* _Texto para leitura_:
-.-.-

Comecei, então uma pesquisa sobre o software Microsoft Access (detalhes sobre estas pesquisas, realizada em diferentes suportes de informação, podem ser acompanhadas nos itens: Pesquisas Bibliográficas, Audição e Visualização de Fitas VHS e Pesquisas On-Line)  que é um sistema de gerenciamento de banco de dados relacional (SGBDR). Através das pesquisas teóricas [2] e algumas experiências práticas  pude realizar uma iniciação no trabalho com Bancos de Dados Relacionais. Porém, neste período (Julho / Dezembro / 1997) não foi possível avançar mais neste sentido, diante de limitações técnicas e de tempo disponível para esta atividade.
Ainda neste período de atividades, realizei o  Curso de Capacitação em Atividades de Documentação: arquivamento, organização, catalogação e indexação dentro de um projeto de construção de Banco de Dados e de Imagens, desenvolvido na Biblioteca Setorial de Ciências Sociais e Humanidades (BSCSH) / Instituto de Filosofia e Ciências Humanas (IFCH) / Universidade Federal do Rio Grande do Sul (UFRGS).

-.-.-

* _Material apresentado_:
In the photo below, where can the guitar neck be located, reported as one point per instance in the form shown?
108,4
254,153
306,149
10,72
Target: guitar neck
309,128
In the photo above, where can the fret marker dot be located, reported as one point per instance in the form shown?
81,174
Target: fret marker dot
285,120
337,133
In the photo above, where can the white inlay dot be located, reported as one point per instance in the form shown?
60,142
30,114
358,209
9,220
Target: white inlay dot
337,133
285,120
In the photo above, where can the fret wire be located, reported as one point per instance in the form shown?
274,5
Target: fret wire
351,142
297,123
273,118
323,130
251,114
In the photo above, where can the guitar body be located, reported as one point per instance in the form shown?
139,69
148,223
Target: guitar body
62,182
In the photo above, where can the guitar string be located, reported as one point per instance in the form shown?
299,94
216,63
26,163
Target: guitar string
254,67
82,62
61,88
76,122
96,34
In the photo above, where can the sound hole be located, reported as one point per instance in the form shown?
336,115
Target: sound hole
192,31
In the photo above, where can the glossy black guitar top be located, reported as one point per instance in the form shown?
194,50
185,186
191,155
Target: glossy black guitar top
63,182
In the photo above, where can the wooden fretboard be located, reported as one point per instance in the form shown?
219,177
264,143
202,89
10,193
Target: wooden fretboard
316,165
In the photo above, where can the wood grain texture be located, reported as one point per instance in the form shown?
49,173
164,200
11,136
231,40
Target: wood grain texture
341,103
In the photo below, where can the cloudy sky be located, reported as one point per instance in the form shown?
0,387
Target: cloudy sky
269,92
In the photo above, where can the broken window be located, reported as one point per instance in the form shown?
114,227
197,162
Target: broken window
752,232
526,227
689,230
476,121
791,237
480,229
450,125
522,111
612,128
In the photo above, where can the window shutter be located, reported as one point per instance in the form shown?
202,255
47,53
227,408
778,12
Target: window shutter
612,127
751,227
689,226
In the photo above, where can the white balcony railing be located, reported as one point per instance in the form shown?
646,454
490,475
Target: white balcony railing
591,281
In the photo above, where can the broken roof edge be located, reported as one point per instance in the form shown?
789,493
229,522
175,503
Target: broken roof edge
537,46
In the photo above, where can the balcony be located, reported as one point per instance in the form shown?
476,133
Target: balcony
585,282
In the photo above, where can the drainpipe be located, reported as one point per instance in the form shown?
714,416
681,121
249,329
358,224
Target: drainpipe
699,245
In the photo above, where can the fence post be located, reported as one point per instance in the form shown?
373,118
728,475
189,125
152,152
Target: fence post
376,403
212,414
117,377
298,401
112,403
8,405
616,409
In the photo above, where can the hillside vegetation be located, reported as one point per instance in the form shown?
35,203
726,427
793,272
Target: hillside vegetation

-.-.-

* _Exercício escrito_:
Repita por inteiro o texto sobre a pesquisa com o Microsoft Access, sem mudar nenhuma palavra. Os itens são um material à parte e não fazem parte do texto.

* _Solução do exercício_:
Comecei, então uma pesquisa sobre o software Microsoft Access (detalhes sobre estas pesquisas, realizada em diferentes suportes de informação, podem ser acompanhadas nos itens: Pesquisas Bibliográficas, Audição e Visualização de Fitas VHS e Pesquisas On-Line)  que é um sistema de gerenciamento de banco de dados relacional (SGBDR). Através das pesquisas teóricas [2] e algumas experiências práticas  pude realizar uma iniciação no trabalho com Bancos de Dados Relacionais. Porém, neste período (Julho / Dezembro / 1997) não foi possível avançar mais neste sentido, diante de limitações técnicas e de tempo disponível para esta atividade.
Ainda neste período de atividades, realizei o  Curso de Capacitação em Atividades de Documentação: arquivamento, organização, catalogação e indexação dentro de um projeto de construção de Banco de Dados e de Imagens, desenvolvido na Biblioteca Setorial de Ciências Sociais e Humanidades (BSCSH) / Instituto de Filosofia e Ciências Humanas (IFCH) / Universidade Federal do Rio Grande do Sul (UFRGS).